MATERIAL PROVIDED
┏━━
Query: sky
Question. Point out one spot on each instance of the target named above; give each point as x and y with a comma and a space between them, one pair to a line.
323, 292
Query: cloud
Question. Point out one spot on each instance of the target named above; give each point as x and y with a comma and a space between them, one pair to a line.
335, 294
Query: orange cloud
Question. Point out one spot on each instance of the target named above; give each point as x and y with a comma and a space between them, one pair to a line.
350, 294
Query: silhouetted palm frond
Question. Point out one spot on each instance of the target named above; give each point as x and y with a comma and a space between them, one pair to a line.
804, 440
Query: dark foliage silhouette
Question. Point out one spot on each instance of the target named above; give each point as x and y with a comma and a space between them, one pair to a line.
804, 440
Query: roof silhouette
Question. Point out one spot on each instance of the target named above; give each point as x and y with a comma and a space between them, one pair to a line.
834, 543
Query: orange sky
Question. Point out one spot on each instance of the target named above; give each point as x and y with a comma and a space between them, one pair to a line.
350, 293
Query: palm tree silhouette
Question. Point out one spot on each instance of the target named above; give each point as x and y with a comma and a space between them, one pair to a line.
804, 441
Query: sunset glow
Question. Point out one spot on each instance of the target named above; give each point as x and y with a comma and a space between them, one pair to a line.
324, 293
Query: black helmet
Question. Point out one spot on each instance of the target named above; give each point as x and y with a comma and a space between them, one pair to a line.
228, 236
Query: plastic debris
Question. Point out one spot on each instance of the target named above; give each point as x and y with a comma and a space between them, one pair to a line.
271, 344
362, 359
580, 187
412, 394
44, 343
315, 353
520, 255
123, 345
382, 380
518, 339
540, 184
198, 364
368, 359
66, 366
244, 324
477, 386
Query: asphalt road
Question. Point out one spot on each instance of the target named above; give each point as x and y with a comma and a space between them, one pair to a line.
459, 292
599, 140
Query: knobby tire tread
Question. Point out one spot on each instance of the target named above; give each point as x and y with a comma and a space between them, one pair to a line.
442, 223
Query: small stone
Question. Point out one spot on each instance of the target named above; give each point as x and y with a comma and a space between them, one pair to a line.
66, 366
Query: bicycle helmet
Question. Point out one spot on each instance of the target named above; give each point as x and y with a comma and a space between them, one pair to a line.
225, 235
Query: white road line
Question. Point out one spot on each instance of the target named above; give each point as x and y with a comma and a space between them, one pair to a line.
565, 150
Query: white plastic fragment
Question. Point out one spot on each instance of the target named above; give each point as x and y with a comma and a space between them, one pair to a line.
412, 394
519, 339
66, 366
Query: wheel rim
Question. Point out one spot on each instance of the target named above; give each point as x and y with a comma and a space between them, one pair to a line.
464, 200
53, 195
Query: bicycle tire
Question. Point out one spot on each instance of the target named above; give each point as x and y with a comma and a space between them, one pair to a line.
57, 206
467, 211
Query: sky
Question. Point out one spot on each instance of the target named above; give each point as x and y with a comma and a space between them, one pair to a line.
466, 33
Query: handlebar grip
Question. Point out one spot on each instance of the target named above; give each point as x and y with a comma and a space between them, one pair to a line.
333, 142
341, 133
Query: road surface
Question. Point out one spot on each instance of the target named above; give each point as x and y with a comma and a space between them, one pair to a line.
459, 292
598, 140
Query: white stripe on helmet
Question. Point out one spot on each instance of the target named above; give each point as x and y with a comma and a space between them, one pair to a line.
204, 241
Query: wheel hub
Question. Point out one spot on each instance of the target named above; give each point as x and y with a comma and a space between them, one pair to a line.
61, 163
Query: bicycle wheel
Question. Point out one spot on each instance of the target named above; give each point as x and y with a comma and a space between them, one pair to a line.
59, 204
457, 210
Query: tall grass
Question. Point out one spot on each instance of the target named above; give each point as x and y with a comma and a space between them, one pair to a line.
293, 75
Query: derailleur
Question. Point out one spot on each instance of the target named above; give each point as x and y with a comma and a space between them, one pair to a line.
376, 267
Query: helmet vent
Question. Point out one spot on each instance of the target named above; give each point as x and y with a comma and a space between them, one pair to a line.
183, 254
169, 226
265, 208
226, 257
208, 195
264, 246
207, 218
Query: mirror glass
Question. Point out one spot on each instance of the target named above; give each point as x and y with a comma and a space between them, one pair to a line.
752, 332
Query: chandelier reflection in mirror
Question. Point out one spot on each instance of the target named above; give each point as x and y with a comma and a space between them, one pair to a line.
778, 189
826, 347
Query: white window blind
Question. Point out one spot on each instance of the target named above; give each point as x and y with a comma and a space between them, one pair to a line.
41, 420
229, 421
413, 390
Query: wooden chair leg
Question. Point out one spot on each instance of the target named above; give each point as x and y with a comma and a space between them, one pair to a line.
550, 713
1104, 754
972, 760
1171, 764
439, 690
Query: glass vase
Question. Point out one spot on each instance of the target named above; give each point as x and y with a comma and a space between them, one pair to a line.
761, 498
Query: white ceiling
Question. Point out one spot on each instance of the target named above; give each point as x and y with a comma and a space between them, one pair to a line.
┗━━
WORK TO BE COMPLETED
Rewrite all of the data above, replacing "Point out" with "Mark" and leaving everything else unchanged.

CORRECT RESPONSE
Query: sky
Question. Mark one spot on each instance of the target named above; give each point as x and y with a comma and a space between them, one pair to a line.
323, 292
Query: cloud
Question. Mark one spot on each instance of the target named above; give each point as x and y with a comma and a space between them, one pair to a line.
335, 294
Query: orange cloud
Question. Mark one spot on each instance of the target named above; give each point as x and y with a comma and a space between them, one pair to a line.
350, 294
Query: silhouetted palm frond
Question. Mark one spot on each instance of the target named above; give each point as x and y with a comma and a space between them, one pair to a line.
804, 440
Query: dark foliage silhouette
Question. Mark one spot on each instance of the target named above; give each point as x and y with a comma and a space between them, one pair to a line.
804, 440
Query: roof silhouette
Question. Mark one spot on each instance of the target named above; give each point as x and y with a comma and a space between them, one pair to a line.
834, 543
Query: orange sky
Question. Mark one spot on each instance of the target named above; give each point as x and y with a comma and a space between them, one pair to a line.
350, 293
Query: palm tree silhouette
Question. Mark one spot on each instance of the target named above; give each point as x and y with a comma and a space between them, one pair to a line.
804, 441
Query: sunset glow
Question. Mark one spot on each instance of the target named above; give each point as x and y with a comma and a space between them, one pair to a line.
324, 293
Query: black helmet
Question. Mark one spot on each instance of the target named above; give each point as x and y with a comma and a space between them, one pair to a line.
228, 236
Query: plastic debris
Question. Mark one spot on each instance of the target named above; give each point as x and y with a comma and a space between them, one pair to a line.
271, 344
362, 359
580, 187
412, 394
44, 343
315, 353
520, 255
123, 345
382, 380
518, 339
540, 184
198, 364
368, 359
66, 366
244, 324
477, 386
Query: asphalt road
Question. Mark one spot on each instance of the target named above; give each point as x and y with a comma and a space between them, one pair to a line.
459, 292
599, 140
Query: knobby tire tread
Question. Mark one spot on each instance of the target named above; give each point as x and y with a comma and a space between them, one pair to a line.
442, 223
Query: small stone
Question. Mark one spot on each instance of the target named above; give each point as x and y with a comma and a space between them, one pair to a line.
66, 366
Query: bicycle helmet
Question. Mark one spot on each instance of the target named above; give each point as x and y with a comma and a space between them, one pair to a line.
225, 235
Query: white road line
Question. Mark one spot on each instance of the target named above; give each point as x and y with a comma and a space between them, one pair to a line.
565, 150
Query: white plastic fragment
Question. Mark one spot on each instance of the target named above; give each point as x and y with a comma and a space between them, one pair to a line.
412, 394
519, 339
66, 366
Query: wheel rim
Question. Mark one spot on each instance of the target named above; give each point as x and y with a comma and a space between them, one pair to a line.
464, 200
53, 195
Query: bicycle tire
Question. Mark one spot on each instance of the target named above; give each point as x and y with a comma and a space between them, one pair to a line.
57, 206
467, 211
Query: sky
Question. Mark one spot on each instance of the target named above; give each point as x and y with a comma and a space between them, one pair to a line.
466, 33
Query: handlebar grip
Question. Mark one spot on each instance of the target named above; give each point as x and y with a comma and a space between them, one pair to a line.
333, 142
341, 133
Query: road surface
Question. Mark one spot on each instance of the target named above; give each point as x and y with a comma and a space between them, one pair to a line.
459, 292
598, 140
Query: white stripe on helmet
Question. Mark one spot on each instance of the target named above; give each point as x and y with a comma and a space between them, one pair to a line.
204, 241
Query: wheel hub
Question. Mark one spot on each instance of the target named above; give each point as x and y with a comma and a space between them, one pair to a line.
61, 163
Query: bicycle wheel
Question. Mark one spot on each instance of the target named above; give each point as x and y with a comma and a space between them, one pair to a line.
59, 204
457, 210
Query: tall grass
Question. Mark one spot on each instance of the target named above; give each point as x and y with a comma and a space between them, one pair to a line.
293, 75
Query: derailleur
Question. Mark one spot on each instance of the target named above; give each point as x and y with a comma and a space between them, one pair to a line.
376, 267
Query: helmet vent
Question. Mark one spot on each instance of the target named above; give each point as x and y with a comma and a space between them, one pair to a line.
183, 254
169, 226
265, 208
226, 257
208, 195
264, 246
207, 218
Query: mirror glass
Question. Mark one spot on each instance of the target named above; give each point as x and y with a comma and a space between them, one pair to a line.
752, 332
Query: chandelier reflection in mirror
Question. Mark one spot on each instance of the target named above; give each point as x and y with a comma and a space between them, one pair to a line.
778, 189
826, 347
Query: white window blind
Question. Mark one spot on each instance of the target named above; give each point as x and y with a comma and a space between them, one pair to a line.
41, 420
229, 421
413, 390
Query: wooden chair leg
Question. Mark one spot on each instance of the target named above; give each point as x and y with a comma and a space between them, one pair to a line.
550, 713
1104, 754
972, 760
1171, 764
439, 690
Query: glass vase
Question. Mark one spot on each instance of the target named above; give each point as x and y with a comma and a space between them, one pair to a line.
761, 498
Query: white ceiling
Question. Mark one spot on each instance of the target named above; give each point as x and y with a comma and a space between them, one pair to a line.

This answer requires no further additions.